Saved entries

##########

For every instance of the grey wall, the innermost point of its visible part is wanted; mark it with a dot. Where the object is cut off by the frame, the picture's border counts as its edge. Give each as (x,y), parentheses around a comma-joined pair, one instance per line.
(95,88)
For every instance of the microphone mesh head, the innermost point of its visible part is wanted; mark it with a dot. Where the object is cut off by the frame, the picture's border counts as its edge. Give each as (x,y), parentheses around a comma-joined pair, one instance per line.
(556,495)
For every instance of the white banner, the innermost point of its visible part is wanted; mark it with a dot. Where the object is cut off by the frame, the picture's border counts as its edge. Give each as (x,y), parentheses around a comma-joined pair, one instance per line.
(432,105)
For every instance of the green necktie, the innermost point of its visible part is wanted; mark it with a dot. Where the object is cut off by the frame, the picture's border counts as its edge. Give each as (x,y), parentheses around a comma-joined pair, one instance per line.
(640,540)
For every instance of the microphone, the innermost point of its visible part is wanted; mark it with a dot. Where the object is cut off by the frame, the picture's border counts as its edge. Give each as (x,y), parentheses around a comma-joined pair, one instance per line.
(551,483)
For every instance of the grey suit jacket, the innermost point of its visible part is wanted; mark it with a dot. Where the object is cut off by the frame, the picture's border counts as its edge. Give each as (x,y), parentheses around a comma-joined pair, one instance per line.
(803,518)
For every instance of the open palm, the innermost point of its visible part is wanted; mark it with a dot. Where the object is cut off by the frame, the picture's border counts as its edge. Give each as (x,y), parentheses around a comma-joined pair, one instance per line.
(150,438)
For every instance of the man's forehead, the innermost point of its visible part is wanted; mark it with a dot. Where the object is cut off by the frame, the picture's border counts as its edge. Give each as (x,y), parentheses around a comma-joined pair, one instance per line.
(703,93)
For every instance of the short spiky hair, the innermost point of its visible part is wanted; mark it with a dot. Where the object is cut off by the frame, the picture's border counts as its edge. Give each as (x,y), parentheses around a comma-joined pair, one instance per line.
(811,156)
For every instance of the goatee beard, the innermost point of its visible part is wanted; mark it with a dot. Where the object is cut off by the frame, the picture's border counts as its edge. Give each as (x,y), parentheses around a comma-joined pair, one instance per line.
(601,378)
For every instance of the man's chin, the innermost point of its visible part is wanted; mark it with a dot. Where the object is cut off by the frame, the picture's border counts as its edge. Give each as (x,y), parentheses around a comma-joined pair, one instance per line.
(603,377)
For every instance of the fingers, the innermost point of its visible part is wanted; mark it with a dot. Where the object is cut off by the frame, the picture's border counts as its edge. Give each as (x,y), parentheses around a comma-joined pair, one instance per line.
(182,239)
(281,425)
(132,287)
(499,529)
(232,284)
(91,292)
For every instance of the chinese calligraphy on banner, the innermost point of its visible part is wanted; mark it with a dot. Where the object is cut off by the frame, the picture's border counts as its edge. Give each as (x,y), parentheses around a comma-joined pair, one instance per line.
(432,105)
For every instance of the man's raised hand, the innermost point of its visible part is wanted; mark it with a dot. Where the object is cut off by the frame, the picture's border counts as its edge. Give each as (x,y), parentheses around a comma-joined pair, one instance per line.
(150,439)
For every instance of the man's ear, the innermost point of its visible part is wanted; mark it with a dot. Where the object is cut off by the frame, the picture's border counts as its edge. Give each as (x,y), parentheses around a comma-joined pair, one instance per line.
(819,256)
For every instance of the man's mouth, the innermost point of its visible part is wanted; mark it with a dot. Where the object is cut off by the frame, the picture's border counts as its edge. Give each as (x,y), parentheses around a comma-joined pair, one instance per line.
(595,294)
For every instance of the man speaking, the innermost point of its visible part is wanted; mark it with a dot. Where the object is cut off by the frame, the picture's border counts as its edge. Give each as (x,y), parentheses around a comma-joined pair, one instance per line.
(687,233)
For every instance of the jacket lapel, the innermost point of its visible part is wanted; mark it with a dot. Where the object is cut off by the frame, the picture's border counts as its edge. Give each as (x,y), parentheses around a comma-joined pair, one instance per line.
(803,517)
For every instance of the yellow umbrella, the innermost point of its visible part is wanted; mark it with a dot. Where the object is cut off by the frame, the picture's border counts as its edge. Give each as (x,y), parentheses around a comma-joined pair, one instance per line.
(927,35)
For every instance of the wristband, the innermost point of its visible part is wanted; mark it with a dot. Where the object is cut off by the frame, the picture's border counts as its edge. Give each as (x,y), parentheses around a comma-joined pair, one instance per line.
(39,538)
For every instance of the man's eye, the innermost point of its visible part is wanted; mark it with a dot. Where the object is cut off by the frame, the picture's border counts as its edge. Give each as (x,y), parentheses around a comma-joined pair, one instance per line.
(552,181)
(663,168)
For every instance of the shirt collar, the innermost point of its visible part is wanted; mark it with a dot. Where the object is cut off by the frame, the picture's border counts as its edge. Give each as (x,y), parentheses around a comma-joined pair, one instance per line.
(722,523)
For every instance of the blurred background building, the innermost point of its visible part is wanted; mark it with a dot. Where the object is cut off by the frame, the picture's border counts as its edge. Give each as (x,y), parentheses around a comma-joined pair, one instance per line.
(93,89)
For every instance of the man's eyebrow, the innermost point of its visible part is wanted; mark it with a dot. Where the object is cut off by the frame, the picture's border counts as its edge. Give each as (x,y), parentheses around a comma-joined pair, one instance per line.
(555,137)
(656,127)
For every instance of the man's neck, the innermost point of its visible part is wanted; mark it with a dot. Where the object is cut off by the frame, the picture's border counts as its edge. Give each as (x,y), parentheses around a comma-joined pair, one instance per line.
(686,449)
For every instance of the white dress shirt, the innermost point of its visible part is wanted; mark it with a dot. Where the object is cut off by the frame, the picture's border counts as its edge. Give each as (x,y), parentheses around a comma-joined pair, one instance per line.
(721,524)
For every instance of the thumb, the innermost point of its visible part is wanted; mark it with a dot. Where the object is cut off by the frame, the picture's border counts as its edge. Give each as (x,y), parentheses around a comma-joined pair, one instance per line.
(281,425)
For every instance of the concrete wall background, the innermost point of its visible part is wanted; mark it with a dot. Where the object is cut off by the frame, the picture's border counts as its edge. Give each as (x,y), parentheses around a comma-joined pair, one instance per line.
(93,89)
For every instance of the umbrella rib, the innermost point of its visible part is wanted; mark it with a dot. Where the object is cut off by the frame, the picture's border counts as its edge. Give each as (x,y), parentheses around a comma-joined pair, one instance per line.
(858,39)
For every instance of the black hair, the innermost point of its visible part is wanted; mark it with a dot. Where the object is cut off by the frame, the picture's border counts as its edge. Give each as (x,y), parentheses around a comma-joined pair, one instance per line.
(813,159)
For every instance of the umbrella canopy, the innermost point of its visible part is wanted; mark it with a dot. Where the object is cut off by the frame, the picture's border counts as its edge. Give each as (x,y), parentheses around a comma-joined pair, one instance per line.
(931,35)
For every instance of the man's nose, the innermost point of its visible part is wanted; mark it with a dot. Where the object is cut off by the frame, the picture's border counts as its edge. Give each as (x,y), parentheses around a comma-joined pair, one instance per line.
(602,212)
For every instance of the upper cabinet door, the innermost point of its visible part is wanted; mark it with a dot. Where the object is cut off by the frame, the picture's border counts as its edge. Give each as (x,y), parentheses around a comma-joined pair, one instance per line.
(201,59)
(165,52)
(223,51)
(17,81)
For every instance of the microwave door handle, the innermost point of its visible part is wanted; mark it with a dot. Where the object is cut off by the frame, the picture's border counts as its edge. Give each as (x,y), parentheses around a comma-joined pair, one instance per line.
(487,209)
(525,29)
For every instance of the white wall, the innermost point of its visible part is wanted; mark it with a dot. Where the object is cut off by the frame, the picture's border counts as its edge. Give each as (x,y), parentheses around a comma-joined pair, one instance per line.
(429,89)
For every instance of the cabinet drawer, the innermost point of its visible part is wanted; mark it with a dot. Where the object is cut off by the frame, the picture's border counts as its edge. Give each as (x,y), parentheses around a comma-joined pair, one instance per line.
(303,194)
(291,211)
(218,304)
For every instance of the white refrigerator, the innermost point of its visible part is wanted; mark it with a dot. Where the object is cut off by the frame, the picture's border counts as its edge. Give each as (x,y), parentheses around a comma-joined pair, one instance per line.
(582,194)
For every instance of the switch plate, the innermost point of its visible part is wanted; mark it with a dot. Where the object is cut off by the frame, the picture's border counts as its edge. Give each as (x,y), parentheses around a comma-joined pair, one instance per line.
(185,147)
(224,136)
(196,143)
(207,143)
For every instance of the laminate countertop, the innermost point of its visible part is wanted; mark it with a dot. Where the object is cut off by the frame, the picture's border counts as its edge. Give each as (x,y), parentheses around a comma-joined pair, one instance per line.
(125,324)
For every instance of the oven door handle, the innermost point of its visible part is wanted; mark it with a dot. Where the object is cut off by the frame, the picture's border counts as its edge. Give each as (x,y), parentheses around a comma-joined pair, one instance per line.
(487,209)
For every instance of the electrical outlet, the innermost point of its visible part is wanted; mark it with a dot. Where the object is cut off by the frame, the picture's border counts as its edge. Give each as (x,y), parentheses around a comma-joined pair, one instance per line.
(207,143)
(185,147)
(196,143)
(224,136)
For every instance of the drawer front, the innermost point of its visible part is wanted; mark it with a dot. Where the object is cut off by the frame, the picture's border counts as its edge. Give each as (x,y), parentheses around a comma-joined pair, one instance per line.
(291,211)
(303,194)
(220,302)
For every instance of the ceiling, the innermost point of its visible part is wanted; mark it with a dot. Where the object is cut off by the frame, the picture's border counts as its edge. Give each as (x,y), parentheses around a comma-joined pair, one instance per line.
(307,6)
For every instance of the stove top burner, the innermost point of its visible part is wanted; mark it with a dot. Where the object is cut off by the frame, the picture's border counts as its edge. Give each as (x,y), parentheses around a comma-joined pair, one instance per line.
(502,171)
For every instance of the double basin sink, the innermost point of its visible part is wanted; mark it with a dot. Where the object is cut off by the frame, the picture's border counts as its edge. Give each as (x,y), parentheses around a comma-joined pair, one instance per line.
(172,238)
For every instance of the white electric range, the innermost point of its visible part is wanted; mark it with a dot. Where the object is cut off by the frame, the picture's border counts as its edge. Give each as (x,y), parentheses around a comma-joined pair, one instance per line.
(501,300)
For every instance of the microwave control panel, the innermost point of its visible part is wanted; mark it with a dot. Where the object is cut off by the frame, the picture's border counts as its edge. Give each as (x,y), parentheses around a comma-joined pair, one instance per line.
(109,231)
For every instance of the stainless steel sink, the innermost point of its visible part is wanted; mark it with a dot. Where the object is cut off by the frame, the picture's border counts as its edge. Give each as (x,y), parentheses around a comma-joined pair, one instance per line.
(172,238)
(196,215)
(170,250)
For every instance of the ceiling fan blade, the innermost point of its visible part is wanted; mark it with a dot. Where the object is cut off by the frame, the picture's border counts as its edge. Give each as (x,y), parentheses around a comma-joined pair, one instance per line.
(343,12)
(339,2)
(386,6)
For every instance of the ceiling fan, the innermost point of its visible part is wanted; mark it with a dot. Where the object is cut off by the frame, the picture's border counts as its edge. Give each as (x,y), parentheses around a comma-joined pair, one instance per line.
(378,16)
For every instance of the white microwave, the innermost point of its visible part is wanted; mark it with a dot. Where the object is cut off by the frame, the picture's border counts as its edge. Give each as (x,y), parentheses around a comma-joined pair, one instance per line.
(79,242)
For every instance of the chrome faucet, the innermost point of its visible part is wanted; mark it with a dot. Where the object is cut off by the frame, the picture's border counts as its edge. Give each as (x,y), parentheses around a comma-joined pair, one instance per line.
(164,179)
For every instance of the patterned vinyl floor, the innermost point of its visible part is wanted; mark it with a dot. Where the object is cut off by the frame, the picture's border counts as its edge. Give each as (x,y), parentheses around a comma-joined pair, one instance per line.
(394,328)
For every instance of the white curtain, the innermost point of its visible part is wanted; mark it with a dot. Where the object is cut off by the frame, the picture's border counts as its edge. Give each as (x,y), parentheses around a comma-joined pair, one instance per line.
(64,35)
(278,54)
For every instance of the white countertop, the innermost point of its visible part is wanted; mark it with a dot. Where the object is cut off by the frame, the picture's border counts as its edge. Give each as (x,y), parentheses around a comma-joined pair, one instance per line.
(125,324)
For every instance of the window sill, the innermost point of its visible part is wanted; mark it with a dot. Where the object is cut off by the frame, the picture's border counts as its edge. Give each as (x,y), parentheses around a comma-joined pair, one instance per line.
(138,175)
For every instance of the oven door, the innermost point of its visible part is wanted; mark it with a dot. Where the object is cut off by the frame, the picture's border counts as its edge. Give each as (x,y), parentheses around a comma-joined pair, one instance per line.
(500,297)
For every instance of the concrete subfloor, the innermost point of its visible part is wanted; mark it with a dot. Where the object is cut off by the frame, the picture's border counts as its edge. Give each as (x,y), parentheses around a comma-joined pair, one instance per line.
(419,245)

##########

→ Goal
Starting with the line containing "For every instance of the oven door, the" and continuing through the end of the items, rewrite those lines with "innermost" changed to "most central" and nothing else altered.

→ Result
For every instance of the oven door, the most central point of its visible part is wanted; mark it with a dot. Where the object is cut off by the frame, the picture's border counts as its edge. Give each as (x,y), parentheses around a comma-joined pair, one instance per line.
(500,297)
For every instance of the concrete subfloor, the most central point of its visible part is wanted; mark it with a dot. Where the object is cut off by the frame, the picture's border counts as its edge. Give each as (x,y), parentheses around a comma-joined pair, one instance per line.
(419,245)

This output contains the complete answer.